REQUIRED TASK> Restate the listing below word for word, omitting any images.

Object pointing dataset rows:
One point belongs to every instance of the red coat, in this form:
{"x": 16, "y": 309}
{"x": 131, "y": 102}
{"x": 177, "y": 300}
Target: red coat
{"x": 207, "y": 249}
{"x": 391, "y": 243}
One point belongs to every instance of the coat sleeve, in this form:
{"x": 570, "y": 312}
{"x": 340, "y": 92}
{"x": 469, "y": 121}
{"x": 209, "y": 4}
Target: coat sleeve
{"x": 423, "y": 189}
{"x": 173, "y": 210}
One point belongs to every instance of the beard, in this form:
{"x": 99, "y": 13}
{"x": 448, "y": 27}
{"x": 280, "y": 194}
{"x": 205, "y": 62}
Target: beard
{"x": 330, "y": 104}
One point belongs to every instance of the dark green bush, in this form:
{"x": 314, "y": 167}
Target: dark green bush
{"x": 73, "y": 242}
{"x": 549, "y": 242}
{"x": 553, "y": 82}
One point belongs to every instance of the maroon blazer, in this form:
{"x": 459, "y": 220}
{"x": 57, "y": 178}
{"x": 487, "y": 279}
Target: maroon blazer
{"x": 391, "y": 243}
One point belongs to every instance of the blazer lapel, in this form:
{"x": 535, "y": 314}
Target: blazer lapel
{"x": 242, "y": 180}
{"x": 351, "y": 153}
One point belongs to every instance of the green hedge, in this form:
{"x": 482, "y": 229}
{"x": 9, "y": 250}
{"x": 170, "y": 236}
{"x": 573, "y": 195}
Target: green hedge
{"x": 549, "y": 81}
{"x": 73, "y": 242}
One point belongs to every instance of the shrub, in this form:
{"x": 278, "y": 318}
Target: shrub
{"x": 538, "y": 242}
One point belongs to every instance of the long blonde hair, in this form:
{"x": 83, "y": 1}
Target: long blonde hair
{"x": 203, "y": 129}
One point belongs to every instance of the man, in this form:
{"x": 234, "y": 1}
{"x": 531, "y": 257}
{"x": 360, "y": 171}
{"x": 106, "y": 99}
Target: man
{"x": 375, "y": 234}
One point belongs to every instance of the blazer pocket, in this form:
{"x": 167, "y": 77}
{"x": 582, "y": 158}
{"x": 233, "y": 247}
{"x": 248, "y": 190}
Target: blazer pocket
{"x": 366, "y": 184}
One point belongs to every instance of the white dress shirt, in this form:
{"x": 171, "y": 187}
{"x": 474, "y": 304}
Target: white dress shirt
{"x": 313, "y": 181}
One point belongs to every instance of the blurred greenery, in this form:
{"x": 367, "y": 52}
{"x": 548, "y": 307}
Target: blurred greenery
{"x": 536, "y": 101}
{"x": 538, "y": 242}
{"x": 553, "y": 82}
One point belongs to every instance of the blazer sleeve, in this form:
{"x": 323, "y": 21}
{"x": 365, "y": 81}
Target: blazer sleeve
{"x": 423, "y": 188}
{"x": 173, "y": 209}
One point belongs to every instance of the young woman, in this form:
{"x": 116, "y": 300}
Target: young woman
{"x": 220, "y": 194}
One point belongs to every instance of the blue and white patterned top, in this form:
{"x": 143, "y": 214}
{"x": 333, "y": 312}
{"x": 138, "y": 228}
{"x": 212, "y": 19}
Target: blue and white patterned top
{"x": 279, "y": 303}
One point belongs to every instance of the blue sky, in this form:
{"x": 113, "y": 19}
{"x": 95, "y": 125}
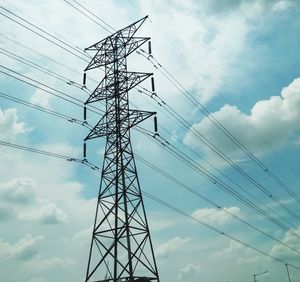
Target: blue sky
{"x": 237, "y": 58}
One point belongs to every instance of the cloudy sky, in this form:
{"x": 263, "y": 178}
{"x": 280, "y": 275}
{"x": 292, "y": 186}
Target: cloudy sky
{"x": 237, "y": 59}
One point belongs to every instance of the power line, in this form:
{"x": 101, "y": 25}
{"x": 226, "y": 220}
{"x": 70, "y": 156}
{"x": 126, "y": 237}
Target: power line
{"x": 185, "y": 124}
{"x": 97, "y": 17}
{"x": 233, "y": 139}
{"x": 185, "y": 187}
{"x": 156, "y": 199}
{"x": 213, "y": 203}
{"x": 39, "y": 34}
{"x": 219, "y": 125}
{"x": 83, "y": 13}
{"x": 49, "y": 154}
{"x": 41, "y": 68}
{"x": 43, "y": 109}
{"x": 78, "y": 102}
{"x": 179, "y": 211}
{"x": 225, "y": 187}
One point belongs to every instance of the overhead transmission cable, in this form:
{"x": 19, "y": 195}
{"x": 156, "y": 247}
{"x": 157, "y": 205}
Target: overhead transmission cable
{"x": 185, "y": 124}
{"x": 220, "y": 126}
{"x": 43, "y": 109}
{"x": 61, "y": 94}
{"x": 49, "y": 154}
{"x": 43, "y": 26}
{"x": 228, "y": 189}
{"x": 41, "y": 68}
{"x": 75, "y": 1}
{"x": 156, "y": 199}
{"x": 179, "y": 211}
{"x": 188, "y": 95}
{"x": 43, "y": 36}
{"x": 44, "y": 56}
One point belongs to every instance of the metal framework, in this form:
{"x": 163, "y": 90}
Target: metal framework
{"x": 121, "y": 247}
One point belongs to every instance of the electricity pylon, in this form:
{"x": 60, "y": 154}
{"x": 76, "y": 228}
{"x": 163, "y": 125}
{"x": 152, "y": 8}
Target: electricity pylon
{"x": 121, "y": 247}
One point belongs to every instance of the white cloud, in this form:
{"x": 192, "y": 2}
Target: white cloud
{"x": 10, "y": 127}
{"x": 290, "y": 238}
{"x": 23, "y": 250}
{"x": 281, "y": 6}
{"x": 46, "y": 214}
{"x": 41, "y": 98}
{"x": 276, "y": 119}
{"x": 233, "y": 249}
{"x": 18, "y": 191}
{"x": 171, "y": 246}
{"x": 216, "y": 216}
{"x": 6, "y": 212}
{"x": 189, "y": 271}
{"x": 39, "y": 264}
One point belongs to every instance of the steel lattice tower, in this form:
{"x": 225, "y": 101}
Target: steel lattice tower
{"x": 121, "y": 247}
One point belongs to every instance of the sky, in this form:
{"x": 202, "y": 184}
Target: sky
{"x": 237, "y": 59}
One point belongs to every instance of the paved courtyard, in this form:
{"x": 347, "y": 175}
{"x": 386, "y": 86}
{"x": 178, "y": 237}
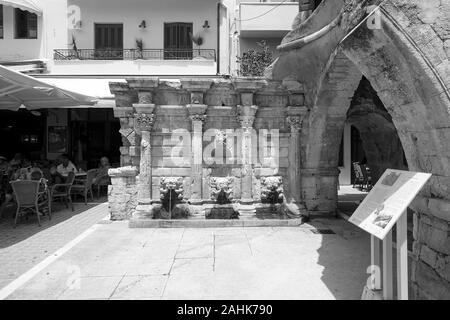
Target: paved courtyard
{"x": 115, "y": 262}
{"x": 23, "y": 247}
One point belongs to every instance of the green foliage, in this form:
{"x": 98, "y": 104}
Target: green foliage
{"x": 254, "y": 62}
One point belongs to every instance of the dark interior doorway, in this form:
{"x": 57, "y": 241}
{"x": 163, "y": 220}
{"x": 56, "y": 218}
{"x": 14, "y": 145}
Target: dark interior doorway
{"x": 22, "y": 132}
{"x": 177, "y": 41}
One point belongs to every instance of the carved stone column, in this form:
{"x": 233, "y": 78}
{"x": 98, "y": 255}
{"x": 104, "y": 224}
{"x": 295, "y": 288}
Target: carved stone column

ANSWER FOR THIS EXERCISE>
One point belongs to every instance of the red coat, in this form:
{"x": 16, "y": 309}
{"x": 131, "y": 102}
{"x": 177, "y": 300}
Target: red coat
{"x": 207, "y": 249}
{"x": 391, "y": 243}
One point belongs to every instance of the coat sleeve, in this form:
{"x": 570, "y": 312}
{"x": 340, "y": 92}
{"x": 469, "y": 121}
{"x": 209, "y": 4}
Target: coat sleeve
{"x": 423, "y": 189}
{"x": 173, "y": 210}
One point belongs to every instance of the beard, in this form:
{"x": 99, "y": 13}
{"x": 448, "y": 27}
{"x": 280, "y": 194}
{"x": 205, "y": 62}
Target: beard
{"x": 330, "y": 104}
One point belongs to every instance of the dark green bush, in this form:
{"x": 314, "y": 167}
Target: dark green bush
{"x": 73, "y": 242}
{"x": 549, "y": 242}
{"x": 553, "y": 82}
One point belongs to every instance of the maroon blazer, in this form:
{"x": 459, "y": 220}
{"x": 57, "y": 178}
{"x": 487, "y": 279}
Target: maroon blazer
{"x": 391, "y": 243}
One point belongs to every instance of the blazer lapel, in this form:
{"x": 535, "y": 314}
Target: blazer lapel
{"x": 242, "y": 180}
{"x": 351, "y": 153}
One point belongs to every instance of the green hedge, in this form:
{"x": 482, "y": 229}
{"x": 9, "y": 250}
{"x": 170, "y": 236}
{"x": 573, "y": 195}
Target: green hedge
{"x": 549, "y": 81}
{"x": 73, "y": 242}
One point belongs to every instance of the shrub, in this form:
{"x": 278, "y": 318}
Target: shrub
{"x": 538, "y": 242}
One point belongs to every instance of the long blonde hair, in this form:
{"x": 83, "y": 1}
Target: long blonde hair
{"x": 203, "y": 129}
One point belongs to every instance of the man, in this form:
{"x": 234, "y": 1}
{"x": 531, "y": 257}
{"x": 360, "y": 171}
{"x": 106, "y": 99}
Target: man
{"x": 375, "y": 234}
One point belongs to every instance of the blazer pocket, in this form:
{"x": 167, "y": 77}
{"x": 582, "y": 158}
{"x": 233, "y": 247}
{"x": 248, "y": 190}
Target: blazer pocket
{"x": 366, "y": 184}
One point belongs to every instance of the white dress shirt, in this form:
{"x": 171, "y": 187}
{"x": 474, "y": 304}
Target: white dress shirt
{"x": 313, "y": 181}
One point belongs to every instance of the blurred greenery, in this form:
{"x": 367, "y": 52}
{"x": 548, "y": 307}
Target: blurred greenery
{"x": 536, "y": 101}
{"x": 538, "y": 242}
{"x": 553, "y": 82}
One point belongs to every instance of the blazer sleeve, in this form:
{"x": 323, "y": 21}
{"x": 365, "y": 81}
Target: blazer sleeve
{"x": 423, "y": 188}
{"x": 173, "y": 209}
One point belongs to every instance of the young woman, in this form:
{"x": 116, "y": 300}
Target: young woman
{"x": 220, "y": 194}
One point belongs to every instance of the blue and white patterned top, in this form:
{"x": 143, "y": 214}
{"x": 333, "y": 312}
{"x": 138, "y": 228}
{"x": 212, "y": 19}
Target: blue and white patterned top
{"x": 279, "y": 303}
One point belongs to every instance of the blue sky, in this form:
{"x": 113, "y": 19}
{"x": 95, "y": 125}
Target: blue sky
{"x": 237, "y": 58}
One point belongs to every instance of the cloudy sky, in this form:
{"x": 263, "y": 178}
{"x": 280, "y": 275}
{"x": 292, "y": 186}
Target: cloudy sky
{"x": 237, "y": 59}
One point belongs to every instance of the power line, in this form:
{"x": 101, "y": 25}
{"x": 226, "y": 220}
{"x": 70, "y": 156}
{"x": 126, "y": 237}
Target: power line
{"x": 185, "y": 124}
{"x": 97, "y": 17}
{"x": 233, "y": 139}
{"x": 185, "y": 187}
{"x": 156, "y": 199}
{"x": 213, "y": 203}
{"x": 39, "y": 34}
{"x": 219, "y": 125}
{"x": 83, "y": 13}
{"x": 49, "y": 154}
{"x": 41, "y": 68}
{"x": 43, "y": 109}
{"x": 78, "y": 102}
{"x": 179, "y": 211}
{"x": 225, "y": 187}
One point belongs to every instance of the overhead transmission cable, in this form:
{"x": 19, "y": 195}
{"x": 156, "y": 247}
{"x": 157, "y": 205}
Target: overhead transmission cable
{"x": 185, "y": 124}
{"x": 220, "y": 126}
{"x": 43, "y": 109}
{"x": 61, "y": 94}
{"x": 49, "y": 154}
{"x": 43, "y": 26}
{"x": 228, "y": 189}
{"x": 41, "y": 68}
{"x": 75, "y": 1}
{"x": 156, "y": 199}
{"x": 179, "y": 211}
{"x": 188, "y": 95}
{"x": 43, "y": 36}
{"x": 44, "y": 56}
One point belongs to every instance of the metal framework, in this form:
{"x": 163, "y": 90}
Target: metal framework
{"x": 121, "y": 247}
One point belongs to every instance of the electricity pylon, in this form:
{"x": 60, "y": 154}
{"x": 76, "y": 228}
{"x": 163, "y": 125}
{"x": 152, "y": 8}
Target: electricity pylon
{"x": 121, "y": 247}
One point belongs to every instance of the white cloud, in this form:
{"x": 192, "y": 2}
Target: white cloud
{"x": 10, "y": 127}
{"x": 290, "y": 238}
{"x": 23, "y": 250}
{"x": 281, "y": 6}
{"x": 46, "y": 214}
{"x": 41, "y": 98}
{"x": 276, "y": 119}
{"x": 233, "y": 249}
{"x": 18, "y": 191}
{"x": 171, "y": 246}
{"x": 216, "y": 216}
{"x": 6, "y": 212}
{"x": 189, "y": 271}
{"x": 39, "y": 264}
One point belongs to every instance of the steel lattice tower, in this form:
{"x": 225, "y": 101}
Target: steel lattice tower
{"x": 121, "y": 247}
One point belongs to every instance of the sky, in this form:
{"x": 202, "y": 184}
Target: sky
{"x": 237, "y": 59}
One point belongs to every instance of the paved courtyard, in this form:
{"x": 347, "y": 175}
{"x": 386, "y": 86}
{"x": 178, "y": 237}
Target: paved courtyard
{"x": 115, "y": 262}
{"x": 23, "y": 247}
One point belongs to every instance of the green foliage, in this form:
{"x": 98, "y": 104}
Target: green foliage
{"x": 254, "y": 62}
One point belongs to every instance of the dark interior doorway, in this form:
{"x": 57, "y": 241}
{"x": 163, "y": 220}
{"x": 56, "y": 218}
{"x": 14, "y": 145}
Target: dark interior doorway
{"x": 22, "y": 132}
{"x": 177, "y": 41}
One point belongs to every instance of the carved stone column, in this form:
{"x": 233, "y": 78}
{"x": 98, "y": 255}
{"x": 104, "y": 224}
{"x": 295, "y": 288}
Target: carved stone column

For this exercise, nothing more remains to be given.